##### TEXT EXCERPT
Japan’s factories keep up 5-month growth streak but record cost surge raises alarm
, Japan

Manufacturing growth persists in Japan but rising costs darken outlook

It extended its expansion for a fifth consecutive month.

 

Japanese manufacturers extended their run of growth to a fifth consecutive month in May, with output and new orders rising at historically strong rates — but a near-unprecedented surge in costs is casting a deepening shadow over the sector’s prospects.

 

The S&P Global Japan Manufacturing Purchasing Managers’ Index eased to 54.5 in May from April’s 51-month high of 55.1, yet the reading still pointed to a marked improvement in overall business conditions and remained comfortably above the long-run survey average. Intermediate goods producers recorded the strongest gains amongst sub-sectors.
##########
##### GIVEN DATA
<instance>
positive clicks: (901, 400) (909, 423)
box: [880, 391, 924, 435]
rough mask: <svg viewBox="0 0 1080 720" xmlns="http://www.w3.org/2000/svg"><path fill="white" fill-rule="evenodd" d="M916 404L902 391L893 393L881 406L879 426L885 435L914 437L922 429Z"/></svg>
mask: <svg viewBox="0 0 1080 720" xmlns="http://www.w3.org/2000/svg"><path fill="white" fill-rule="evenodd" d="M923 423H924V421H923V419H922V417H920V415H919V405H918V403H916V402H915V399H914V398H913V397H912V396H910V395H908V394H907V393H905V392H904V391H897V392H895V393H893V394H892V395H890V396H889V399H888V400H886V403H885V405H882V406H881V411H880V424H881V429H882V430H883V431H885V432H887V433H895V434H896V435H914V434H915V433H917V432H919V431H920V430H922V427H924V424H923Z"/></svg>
##########
**WHAT IS EXPECTED:** Carry on the article about Japan's manufacturing sector above, picking up right after its final sentence.

**RESULT BELOW:**
Factory output continued to grow at a solid pace, though the rate of expansion slowed from April’s more than twelve-year record. Manufacturers pointed to two drivers: genuine increases in sales, and deliberate efforts to build up inventory reserves as a hedge against supply disruptions fuelled by the ongoing conflict in the Middle East.

 

New orders mirrored that pattern, rising at a softer but still robust pace. Clients were reported to be placing purchases ahead of need in order to secure safety stocks, with particular demand noted for semiconductors and oil-based products. Notably, export orders bucked the slight overall slowdown, climbing at the fastest rate in five years.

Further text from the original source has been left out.